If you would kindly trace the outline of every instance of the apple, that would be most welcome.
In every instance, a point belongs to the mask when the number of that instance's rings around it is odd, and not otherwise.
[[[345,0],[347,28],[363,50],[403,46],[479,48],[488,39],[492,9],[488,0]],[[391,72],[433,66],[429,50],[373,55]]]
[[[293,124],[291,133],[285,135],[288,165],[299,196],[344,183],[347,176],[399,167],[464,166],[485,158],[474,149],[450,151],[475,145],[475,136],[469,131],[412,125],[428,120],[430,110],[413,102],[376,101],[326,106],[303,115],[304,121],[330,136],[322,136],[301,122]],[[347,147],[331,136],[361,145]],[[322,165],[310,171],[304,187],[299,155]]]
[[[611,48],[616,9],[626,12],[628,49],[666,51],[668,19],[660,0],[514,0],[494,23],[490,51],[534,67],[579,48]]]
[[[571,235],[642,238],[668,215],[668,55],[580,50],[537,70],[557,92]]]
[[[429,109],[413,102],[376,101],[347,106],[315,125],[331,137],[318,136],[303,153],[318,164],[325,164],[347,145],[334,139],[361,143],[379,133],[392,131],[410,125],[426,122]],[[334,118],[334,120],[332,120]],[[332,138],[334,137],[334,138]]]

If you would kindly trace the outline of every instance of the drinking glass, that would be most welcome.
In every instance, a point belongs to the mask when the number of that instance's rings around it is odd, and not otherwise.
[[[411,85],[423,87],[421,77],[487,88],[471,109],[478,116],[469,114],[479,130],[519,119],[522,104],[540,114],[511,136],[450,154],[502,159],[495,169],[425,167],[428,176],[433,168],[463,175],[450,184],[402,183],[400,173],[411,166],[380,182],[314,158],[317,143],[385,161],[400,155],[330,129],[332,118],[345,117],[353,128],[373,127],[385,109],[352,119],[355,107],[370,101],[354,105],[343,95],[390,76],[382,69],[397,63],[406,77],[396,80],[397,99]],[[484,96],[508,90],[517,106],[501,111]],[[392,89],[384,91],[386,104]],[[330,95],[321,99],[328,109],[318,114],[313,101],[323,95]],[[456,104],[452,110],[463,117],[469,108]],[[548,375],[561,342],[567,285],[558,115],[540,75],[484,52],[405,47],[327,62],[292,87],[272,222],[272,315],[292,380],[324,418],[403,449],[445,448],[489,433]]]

TASK GOAL>
Could you update the listing above by changing "drinking glass" to "wine glass" wherever it occurs and leave every other line unchanged?

SOLUTION FOR THIS EXERCISE>
If you would kindly trace the outline of every instance of the apple, that would be most welcome.
In every instance, a point belongs to the mask when the number of that instance's rings around it is odd, and not otherwise.
[[[345,0],[347,28],[363,50],[403,46],[479,48],[488,39],[492,9],[488,0]],[[391,72],[433,66],[429,50],[373,55]]]
[[[293,124],[291,133],[285,135],[288,165],[299,196],[344,183],[347,176],[399,167],[464,166],[485,158],[474,149],[450,151],[475,145],[475,136],[469,131],[412,125],[428,120],[430,110],[413,102],[376,101],[326,106],[303,115],[304,121],[330,136],[322,136],[301,122]],[[347,147],[331,136],[361,145]],[[322,165],[310,171],[304,187],[299,155]]]
[[[611,48],[616,9],[626,12],[628,49],[666,51],[668,19],[660,0],[514,0],[494,23],[490,51],[534,67],[579,48]]]
[[[571,235],[642,238],[668,215],[668,55],[580,50],[537,70],[557,92]]]
[[[429,109],[413,102],[376,101],[347,106],[315,125],[331,137],[318,136],[303,153],[318,164],[325,164],[347,145],[334,139],[361,143],[379,133],[392,131],[410,125],[426,122]],[[334,118],[334,120],[332,120]],[[332,138],[334,137],[334,138]]]

If you would kindly trace the outline of every instance of the wine glass, that would be most welcome.
In every instance, a point belongs to the mask when the number of that instance's rings around it is odd, and not otherwise.
[[[411,85],[423,87],[421,77],[487,88],[471,109],[478,116],[469,114],[479,130],[519,119],[522,104],[540,114],[511,136],[450,154],[502,159],[495,169],[425,167],[428,176],[433,168],[463,175],[450,184],[402,183],[400,173],[411,166],[380,182],[314,158],[317,143],[385,161],[400,155],[330,129],[332,118],[345,117],[353,128],[373,127],[385,109],[352,119],[355,107],[370,101],[354,105],[343,95],[390,76],[382,69],[397,63],[406,77],[396,80],[397,99]],[[484,96],[508,90],[517,106],[501,111]],[[392,89],[384,91],[386,104]],[[330,95],[321,99],[328,109],[318,114],[313,101],[323,95]],[[456,104],[452,110],[463,117],[469,108]],[[548,375],[561,342],[567,285],[558,115],[540,75],[484,52],[405,47],[327,62],[292,87],[272,222],[272,315],[292,380],[324,418],[403,449],[445,448],[489,433]]]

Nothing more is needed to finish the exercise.